> What this task involves: Can you render the data below, from the line containing "Identify one point per instance of the green background" through the end of the data inclusive, as a Markdown table? Use the columns Row and Text, number each row, and leave out blank lines.
---------------
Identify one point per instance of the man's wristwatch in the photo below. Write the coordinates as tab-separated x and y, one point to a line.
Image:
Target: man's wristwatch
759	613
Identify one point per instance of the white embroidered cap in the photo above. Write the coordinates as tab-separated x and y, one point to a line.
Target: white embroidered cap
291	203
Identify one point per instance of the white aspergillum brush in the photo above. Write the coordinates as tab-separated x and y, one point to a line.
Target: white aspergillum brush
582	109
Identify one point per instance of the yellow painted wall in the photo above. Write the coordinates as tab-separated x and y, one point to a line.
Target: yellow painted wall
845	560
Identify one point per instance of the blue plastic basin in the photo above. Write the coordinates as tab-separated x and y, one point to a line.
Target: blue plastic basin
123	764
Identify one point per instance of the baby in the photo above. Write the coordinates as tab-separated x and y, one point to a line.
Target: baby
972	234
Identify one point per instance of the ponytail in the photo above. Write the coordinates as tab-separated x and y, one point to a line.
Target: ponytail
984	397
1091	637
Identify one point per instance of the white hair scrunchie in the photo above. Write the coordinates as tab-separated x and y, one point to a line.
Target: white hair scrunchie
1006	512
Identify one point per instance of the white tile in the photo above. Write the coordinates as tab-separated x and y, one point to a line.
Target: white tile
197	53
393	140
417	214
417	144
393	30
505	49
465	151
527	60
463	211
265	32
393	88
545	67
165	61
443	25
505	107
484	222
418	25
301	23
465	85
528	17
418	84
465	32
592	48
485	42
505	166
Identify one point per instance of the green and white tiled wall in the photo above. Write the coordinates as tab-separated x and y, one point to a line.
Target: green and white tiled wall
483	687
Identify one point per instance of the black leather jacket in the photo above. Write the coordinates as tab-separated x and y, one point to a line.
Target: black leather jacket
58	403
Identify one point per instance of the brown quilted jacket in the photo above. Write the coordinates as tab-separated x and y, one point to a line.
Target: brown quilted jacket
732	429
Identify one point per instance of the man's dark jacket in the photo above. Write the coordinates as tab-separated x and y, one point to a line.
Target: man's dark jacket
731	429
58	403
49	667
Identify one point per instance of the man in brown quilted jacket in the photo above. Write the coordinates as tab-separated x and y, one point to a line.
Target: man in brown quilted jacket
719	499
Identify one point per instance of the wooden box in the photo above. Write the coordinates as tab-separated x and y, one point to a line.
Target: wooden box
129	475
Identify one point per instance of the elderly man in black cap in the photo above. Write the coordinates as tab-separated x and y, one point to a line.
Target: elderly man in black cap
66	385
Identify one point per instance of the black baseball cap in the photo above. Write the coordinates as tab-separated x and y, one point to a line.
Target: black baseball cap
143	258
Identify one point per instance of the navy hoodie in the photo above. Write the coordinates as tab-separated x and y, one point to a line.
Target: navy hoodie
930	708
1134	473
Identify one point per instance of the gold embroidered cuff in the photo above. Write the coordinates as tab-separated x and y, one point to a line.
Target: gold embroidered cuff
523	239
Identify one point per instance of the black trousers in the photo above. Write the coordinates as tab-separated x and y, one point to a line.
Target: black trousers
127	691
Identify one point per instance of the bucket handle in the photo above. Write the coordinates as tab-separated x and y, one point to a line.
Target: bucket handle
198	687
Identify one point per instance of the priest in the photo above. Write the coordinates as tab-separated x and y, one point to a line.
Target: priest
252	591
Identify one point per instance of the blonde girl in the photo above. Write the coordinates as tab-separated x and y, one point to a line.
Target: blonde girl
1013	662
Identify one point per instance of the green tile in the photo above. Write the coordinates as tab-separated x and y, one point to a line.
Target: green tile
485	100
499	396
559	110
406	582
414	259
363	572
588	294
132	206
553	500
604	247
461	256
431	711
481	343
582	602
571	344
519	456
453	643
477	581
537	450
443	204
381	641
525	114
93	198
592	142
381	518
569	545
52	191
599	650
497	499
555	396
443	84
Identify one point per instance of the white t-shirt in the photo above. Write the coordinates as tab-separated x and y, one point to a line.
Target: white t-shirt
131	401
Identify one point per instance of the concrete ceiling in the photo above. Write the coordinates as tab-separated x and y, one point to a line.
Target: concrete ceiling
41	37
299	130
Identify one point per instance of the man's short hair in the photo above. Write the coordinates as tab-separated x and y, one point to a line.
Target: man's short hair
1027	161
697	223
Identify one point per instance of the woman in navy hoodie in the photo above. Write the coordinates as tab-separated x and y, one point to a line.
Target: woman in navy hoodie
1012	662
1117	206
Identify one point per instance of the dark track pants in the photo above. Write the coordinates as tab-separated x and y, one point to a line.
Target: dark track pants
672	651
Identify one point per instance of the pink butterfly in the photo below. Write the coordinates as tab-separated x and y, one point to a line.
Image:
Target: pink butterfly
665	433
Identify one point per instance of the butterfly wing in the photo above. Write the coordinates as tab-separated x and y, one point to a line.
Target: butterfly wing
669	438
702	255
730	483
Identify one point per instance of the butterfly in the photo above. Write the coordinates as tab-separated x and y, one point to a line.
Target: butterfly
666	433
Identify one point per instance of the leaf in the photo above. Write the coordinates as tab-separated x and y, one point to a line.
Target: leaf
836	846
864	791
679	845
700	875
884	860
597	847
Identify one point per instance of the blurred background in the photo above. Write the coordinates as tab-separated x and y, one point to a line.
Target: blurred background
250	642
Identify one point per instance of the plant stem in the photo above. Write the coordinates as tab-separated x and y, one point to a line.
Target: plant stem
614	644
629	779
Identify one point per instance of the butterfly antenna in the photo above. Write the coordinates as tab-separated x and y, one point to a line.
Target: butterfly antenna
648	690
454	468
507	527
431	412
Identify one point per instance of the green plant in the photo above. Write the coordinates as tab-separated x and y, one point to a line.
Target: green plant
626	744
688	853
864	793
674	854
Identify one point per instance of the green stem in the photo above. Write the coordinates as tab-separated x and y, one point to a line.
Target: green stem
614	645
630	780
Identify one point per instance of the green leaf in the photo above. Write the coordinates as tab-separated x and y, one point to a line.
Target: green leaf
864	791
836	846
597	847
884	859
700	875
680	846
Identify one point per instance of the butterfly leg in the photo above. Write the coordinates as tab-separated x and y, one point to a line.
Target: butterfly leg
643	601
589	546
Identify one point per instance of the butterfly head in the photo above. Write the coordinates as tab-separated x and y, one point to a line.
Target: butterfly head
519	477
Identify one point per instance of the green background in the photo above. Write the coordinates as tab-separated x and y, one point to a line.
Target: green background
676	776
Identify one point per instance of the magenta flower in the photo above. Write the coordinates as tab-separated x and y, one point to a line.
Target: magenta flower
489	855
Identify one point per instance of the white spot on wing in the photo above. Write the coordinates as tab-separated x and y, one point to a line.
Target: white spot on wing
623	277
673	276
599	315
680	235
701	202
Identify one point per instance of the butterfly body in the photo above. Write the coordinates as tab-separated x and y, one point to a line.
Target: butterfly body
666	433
---------------
> Output for this exercise:
| Row | Text |
|---|---|
| 1 | Identify one point per instance of the green background in the photo above. Write the coordinates as tab-separated x and y, one point to a line. |
| 2 | Target: green background |
| 3 | 676	776 |
| 4 | Identify one point per instance of the magenta flower in the photo above. Write the coordinates as tab-separated x and y, one point to a line. |
| 5 | Target: magenta flower |
| 6 | 489	855 |
| 7 | Identify one point per instance of the white spot on wing in the photo above. Write the coordinates as tab-separated x and y, one point to a line. |
| 8 | Target: white spot on wing |
| 9 | 623	277 |
| 10 | 673	276 |
| 11 | 599	315 |
| 12 | 680	235 |
| 13 | 701	202 |
| 14 | Identify one point per instance of the butterfly body in the photo above. Write the coordinates as tab-separated x and y, one point to a line. |
| 15 | Target: butterfly body |
| 16 | 666	433 |